Both the Table-Valued Function (TVF) and Inline Table-Valued Function (ITVF) are user defined functions that return table data type.
TVF and ITVF can be used to achieve the functionality of parameterized views. Which means a view does not support parameters in the search conditions specified in the WHERE clause. But user-defined functions do support parameters in the search conditions specified in the WHERE clause.
Inline Table-Valued Function:
To define TVF and ITVF you must follow their own set of rules. Below is a brief description about how an ITVF can be defined.
To define TVF and ITVF you must follow their own set of rules. Below is a brief description about how an ITVF can be defined.
1. The RETURNS clause contains only the keyword “table”. There is no need to define the format of a return variable, because it is set by the format of the result set of the SELECT statement in the RETURN clause.
2. There is no function body delimited by BEGIN and END.
3. The RETURN clause contains a single SELECT statement in parentheses.
4. It accepts only constants or @local_variable arguments.
It is always preferable to use ITVF over TVF whenever feasible to get the best possible performance which we will see later. Following are some critical disadvantages we observed while using TVF.
1. Cardinality estimate for TVF will be always wrong, as it produces a dynamic table at execution time thus no statistics.
2. TVF requires intermediate results which will go into tempdb.
3. Confusing execution plan and cost estimation.
4. Consumes more CPU because lack of statistics.
5. Causes more performance issues when used with LEFT JOIN.
Performance Comparison:
Here, we will be reviewing performance differences among TVF, ITVF and SELECT statement.
1. Create a new database.
2. Create a table and populate it with 100,000 records.
3. Create clustered and covering indexes.
4. Create a TVF which is “fn_myTVF” and create an ITVF which is “fn_myInlineTVF”.
5. Write an equivalent query for the above.

Region labeling items
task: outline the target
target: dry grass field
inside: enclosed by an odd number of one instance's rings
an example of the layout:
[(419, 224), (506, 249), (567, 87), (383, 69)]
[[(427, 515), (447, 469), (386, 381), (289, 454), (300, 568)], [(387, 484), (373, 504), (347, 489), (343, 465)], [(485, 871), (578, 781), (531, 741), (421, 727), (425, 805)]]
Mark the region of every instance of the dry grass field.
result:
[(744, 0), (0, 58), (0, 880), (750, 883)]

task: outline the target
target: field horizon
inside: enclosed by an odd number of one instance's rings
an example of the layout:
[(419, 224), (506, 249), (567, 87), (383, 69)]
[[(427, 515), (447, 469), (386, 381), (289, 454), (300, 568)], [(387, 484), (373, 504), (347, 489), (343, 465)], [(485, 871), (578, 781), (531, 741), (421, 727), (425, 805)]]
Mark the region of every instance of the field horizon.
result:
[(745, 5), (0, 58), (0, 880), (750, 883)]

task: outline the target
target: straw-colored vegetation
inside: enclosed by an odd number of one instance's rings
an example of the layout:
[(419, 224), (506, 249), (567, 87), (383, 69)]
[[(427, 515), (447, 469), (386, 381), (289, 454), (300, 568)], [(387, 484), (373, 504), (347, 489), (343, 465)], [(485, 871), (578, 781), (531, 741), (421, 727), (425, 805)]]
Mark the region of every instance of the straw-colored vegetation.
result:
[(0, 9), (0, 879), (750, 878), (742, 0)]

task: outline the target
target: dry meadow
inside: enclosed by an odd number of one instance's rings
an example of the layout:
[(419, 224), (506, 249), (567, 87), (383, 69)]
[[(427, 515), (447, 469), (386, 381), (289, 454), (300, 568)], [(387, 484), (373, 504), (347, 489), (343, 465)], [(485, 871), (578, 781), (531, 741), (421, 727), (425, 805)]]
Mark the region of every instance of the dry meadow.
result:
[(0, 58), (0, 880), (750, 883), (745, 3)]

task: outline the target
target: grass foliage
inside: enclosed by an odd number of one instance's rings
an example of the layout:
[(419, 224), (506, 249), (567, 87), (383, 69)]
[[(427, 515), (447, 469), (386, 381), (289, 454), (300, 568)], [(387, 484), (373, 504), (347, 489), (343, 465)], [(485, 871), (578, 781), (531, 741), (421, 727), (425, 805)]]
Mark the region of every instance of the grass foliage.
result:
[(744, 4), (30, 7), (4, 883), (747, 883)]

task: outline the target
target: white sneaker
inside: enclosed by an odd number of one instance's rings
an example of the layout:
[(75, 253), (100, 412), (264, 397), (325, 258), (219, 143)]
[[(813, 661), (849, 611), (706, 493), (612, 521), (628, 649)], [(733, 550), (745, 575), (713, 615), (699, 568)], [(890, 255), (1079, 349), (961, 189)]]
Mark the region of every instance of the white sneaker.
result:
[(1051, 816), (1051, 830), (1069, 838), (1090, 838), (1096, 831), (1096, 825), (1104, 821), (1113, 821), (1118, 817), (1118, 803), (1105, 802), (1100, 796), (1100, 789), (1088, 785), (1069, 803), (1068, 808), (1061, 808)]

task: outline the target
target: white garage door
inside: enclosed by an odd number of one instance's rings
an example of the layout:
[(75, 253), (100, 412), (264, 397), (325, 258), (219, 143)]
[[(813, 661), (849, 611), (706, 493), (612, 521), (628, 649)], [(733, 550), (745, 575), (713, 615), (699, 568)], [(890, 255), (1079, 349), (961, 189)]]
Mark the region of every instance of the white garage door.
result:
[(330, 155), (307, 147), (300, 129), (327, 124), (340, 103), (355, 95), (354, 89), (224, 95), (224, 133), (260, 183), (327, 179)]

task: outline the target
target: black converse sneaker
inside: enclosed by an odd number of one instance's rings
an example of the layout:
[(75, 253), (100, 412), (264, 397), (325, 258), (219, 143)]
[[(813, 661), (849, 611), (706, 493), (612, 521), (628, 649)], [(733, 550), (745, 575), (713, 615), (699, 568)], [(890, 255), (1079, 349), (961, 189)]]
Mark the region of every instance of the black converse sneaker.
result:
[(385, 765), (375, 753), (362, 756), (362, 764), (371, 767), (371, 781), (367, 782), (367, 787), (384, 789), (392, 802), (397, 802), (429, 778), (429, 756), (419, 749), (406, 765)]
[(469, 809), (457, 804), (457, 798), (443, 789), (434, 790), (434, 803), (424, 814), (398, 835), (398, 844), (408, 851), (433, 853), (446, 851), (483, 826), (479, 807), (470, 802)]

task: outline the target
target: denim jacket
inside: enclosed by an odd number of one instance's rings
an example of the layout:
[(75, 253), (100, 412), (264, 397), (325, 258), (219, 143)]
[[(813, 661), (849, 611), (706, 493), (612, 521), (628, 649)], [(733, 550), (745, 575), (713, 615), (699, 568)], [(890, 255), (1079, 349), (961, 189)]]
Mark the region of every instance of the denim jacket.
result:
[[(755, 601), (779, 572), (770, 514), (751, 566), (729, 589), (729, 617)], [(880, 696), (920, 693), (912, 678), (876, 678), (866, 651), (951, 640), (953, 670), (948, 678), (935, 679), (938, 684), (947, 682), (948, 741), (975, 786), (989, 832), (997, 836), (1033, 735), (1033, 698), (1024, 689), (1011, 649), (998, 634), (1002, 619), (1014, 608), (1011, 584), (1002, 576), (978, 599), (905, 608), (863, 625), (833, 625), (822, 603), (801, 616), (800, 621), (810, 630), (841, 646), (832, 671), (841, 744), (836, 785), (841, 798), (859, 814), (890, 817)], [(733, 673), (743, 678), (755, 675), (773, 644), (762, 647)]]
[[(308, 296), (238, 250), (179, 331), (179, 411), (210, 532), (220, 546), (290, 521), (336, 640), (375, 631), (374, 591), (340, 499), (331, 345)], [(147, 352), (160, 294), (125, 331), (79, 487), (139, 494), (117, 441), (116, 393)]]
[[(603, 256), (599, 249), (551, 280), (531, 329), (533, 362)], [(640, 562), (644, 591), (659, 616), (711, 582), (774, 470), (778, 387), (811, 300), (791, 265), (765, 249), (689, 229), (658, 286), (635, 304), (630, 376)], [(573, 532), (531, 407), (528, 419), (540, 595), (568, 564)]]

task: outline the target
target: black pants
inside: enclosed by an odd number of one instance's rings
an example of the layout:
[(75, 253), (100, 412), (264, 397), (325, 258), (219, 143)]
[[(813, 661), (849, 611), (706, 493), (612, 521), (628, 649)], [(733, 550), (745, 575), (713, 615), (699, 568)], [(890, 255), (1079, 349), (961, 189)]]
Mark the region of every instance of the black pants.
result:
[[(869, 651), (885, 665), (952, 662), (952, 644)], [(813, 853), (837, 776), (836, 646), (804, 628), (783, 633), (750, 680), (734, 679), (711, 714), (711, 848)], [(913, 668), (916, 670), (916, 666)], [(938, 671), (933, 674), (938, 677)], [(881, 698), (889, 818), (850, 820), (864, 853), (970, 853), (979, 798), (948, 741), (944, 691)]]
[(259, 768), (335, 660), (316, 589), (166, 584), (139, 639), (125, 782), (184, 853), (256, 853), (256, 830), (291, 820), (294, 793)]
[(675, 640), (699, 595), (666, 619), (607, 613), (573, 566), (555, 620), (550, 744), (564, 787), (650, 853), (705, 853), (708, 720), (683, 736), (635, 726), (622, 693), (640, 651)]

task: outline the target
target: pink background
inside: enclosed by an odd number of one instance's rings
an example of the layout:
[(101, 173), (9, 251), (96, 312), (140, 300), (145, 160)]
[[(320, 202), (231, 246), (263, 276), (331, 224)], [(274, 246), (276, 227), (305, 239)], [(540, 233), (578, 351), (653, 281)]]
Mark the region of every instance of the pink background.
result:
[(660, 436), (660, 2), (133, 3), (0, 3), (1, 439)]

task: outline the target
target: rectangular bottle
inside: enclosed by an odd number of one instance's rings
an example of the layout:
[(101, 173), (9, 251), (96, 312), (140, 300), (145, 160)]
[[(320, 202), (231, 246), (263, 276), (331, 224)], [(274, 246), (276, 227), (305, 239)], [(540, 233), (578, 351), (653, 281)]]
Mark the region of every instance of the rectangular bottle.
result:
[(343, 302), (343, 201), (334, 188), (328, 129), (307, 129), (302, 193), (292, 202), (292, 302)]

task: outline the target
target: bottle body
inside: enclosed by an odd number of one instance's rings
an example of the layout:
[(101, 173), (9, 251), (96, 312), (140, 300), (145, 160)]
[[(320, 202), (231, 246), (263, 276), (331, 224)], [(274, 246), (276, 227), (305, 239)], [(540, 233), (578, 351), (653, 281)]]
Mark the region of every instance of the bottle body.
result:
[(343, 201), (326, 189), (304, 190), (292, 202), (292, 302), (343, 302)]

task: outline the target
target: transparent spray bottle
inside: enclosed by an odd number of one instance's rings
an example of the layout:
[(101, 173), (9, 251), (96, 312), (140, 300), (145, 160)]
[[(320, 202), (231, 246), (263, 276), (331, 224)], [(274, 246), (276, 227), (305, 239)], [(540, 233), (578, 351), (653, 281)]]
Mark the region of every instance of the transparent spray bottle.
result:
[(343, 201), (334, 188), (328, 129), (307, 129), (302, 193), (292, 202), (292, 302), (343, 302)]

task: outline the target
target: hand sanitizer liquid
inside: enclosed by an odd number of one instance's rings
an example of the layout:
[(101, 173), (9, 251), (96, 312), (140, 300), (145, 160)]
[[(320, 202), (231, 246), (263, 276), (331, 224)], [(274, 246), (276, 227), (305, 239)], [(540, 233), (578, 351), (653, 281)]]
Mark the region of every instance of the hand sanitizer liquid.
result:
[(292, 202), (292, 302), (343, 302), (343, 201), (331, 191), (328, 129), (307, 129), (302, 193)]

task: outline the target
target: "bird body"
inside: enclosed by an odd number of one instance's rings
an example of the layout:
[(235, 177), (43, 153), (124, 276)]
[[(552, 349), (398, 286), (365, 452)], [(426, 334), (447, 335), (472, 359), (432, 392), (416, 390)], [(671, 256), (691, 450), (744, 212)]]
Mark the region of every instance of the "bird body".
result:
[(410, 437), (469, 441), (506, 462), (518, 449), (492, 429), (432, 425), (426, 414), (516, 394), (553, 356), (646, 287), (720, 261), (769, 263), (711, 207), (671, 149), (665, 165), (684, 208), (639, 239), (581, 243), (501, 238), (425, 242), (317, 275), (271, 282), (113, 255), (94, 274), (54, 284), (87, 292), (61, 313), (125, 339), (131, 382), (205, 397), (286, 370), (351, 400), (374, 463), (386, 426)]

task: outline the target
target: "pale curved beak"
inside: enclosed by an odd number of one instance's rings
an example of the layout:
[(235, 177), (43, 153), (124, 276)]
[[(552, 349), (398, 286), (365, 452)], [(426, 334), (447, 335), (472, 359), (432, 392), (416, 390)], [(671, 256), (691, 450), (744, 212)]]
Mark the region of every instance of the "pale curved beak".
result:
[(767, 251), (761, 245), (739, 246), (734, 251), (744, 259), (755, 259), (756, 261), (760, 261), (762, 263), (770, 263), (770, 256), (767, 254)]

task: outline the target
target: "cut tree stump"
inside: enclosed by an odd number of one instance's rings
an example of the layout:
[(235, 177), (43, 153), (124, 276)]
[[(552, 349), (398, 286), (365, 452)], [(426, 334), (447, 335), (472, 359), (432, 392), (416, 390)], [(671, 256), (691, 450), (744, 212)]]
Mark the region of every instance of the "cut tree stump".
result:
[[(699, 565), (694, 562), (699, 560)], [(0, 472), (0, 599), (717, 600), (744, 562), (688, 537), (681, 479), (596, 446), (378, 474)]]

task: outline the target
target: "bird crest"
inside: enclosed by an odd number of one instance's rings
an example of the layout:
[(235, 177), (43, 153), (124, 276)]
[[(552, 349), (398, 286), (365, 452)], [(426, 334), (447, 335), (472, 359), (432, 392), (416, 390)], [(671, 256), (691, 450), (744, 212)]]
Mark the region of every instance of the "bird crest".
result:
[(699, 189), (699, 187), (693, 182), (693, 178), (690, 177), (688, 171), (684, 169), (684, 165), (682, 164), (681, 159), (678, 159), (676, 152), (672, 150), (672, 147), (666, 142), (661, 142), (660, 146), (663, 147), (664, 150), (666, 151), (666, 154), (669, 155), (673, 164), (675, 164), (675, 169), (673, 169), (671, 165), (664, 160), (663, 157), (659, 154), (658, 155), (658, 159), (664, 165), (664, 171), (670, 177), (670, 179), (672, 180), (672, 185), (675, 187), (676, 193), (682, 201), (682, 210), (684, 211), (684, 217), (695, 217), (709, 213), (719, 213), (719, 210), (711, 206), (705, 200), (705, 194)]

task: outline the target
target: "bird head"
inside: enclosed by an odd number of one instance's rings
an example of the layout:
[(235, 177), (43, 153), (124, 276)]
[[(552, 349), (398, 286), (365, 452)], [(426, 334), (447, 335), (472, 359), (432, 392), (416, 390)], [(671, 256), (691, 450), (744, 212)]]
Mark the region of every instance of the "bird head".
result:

[WHAT TO DO] Extend the text on table-valued functions, picking up right after its last sentence.

[IN RESPONSE]
In our test we will clear Buffer cache in each run and will collect STATISTICS IO and TIME output.
Let’s get started:
1. Create a database “TestDB”
CREATE DATABASE TestDB
GO
USE TestDB
GO
2. Create a table “tblLarge” and populate it with 100,000 records.
IF OBJECT_ID('tblLarge') IS NOT NULL
DROP TABLE tblLarge
GO
CREATE TABLE tblLarge
(
xID INT IDENTITY(1, 1) ,
sName1 VARCHAR(100) ,
sName2 VARCHAR(1000) ,
sName3 VARCHAR(400) ,
sIdentifier CHAR(10) ,
dDOB DATETIME ,
nWage NUMERIC(20, 2) ,
sLicense VARCHAR(25)
)
GO
-- insert 100,000 dummy records
SET NOCOUNT ON
INSERT INTO tblLarge
( sName1 ,
sName2 ,
sName3 ,
sIdentifier ,
dDOB ,
nWage ,
sLicense
)
VALUES ( LEFT(CAST(NEWID() AS VARCHAR(36)), RAND()*50) , -- sName1
LEFT(CAST(NEWID() AS VARCHAR(36)), RAND()*60) , -- sName2
LEFT(CAST(NEWID() AS VARCHAR(36)), RAND()*70) , -- sName2
LEFT(CAST(NEWID() AS VARCHAR(36)), 2) , -- sIdentifier
DATEADD(dd, -RAND() * 20000, GETDATE()) , -- dDOB
( RAND() * 1000 ) , -- nWage
SUBSTRING(CAST(NEWID() AS VARCHAR(36)), 6, 7) -- sLicense
)
GO 100000
3. Create indexes:
-- create a clustered index
ALTER TABLE dbo.tblLarge ADD CONSTRAINT PK_tblLarge PRIMARY KEY CLUSTERED (xID)
GO
CREATE NONCLUSTERED INDEX IX_tblLarge_sIdentifier ON dbo.tblLarge
(sIdentifier)
INCLUDE (sName1, sName2, sName3)
WITH( STATISTICS_NORECOMPUTE = OFF)
GO
4. Create the Table-Valued Function (TVF) “fn_myTVF”:
CREATE FUNCTION dbo.fn_myTVF
(
@sIdentifier VARCHAR(10)
)
RETURNS @myTbl TABLE
(
xID INT NOT NULL ,
sName1 VARCHAR(100) ,
sName2 VARCHAR(1000) ,
sName3 VARCHAR(400)
)
AS
BEGIN
INSERT INTO @myTbl
SELECT xID ,
sName1 ,
sName2 ,
sName3
FROM tblLarge
WHERE sIdentifier = @sIdentifier
RETURN
END
GO
5. Create the Inline Table-Valued Function (ITVF) – “fn_myInlineTVF”:
CREATE FUNCTION dbo.fn_myInlineTVF
(
@sIdentifier VARCHAR(10)
)
RETURNS TABLE
AS
RETURN
( SELECT xID ,
sName1 ,
sName2 ,
sName3
FROM tblLarge
WHERE sIdentifier = @sIdentifier
)
6. Now, run the following query a few times and examine the Actual Execution Plan (CTRL+M)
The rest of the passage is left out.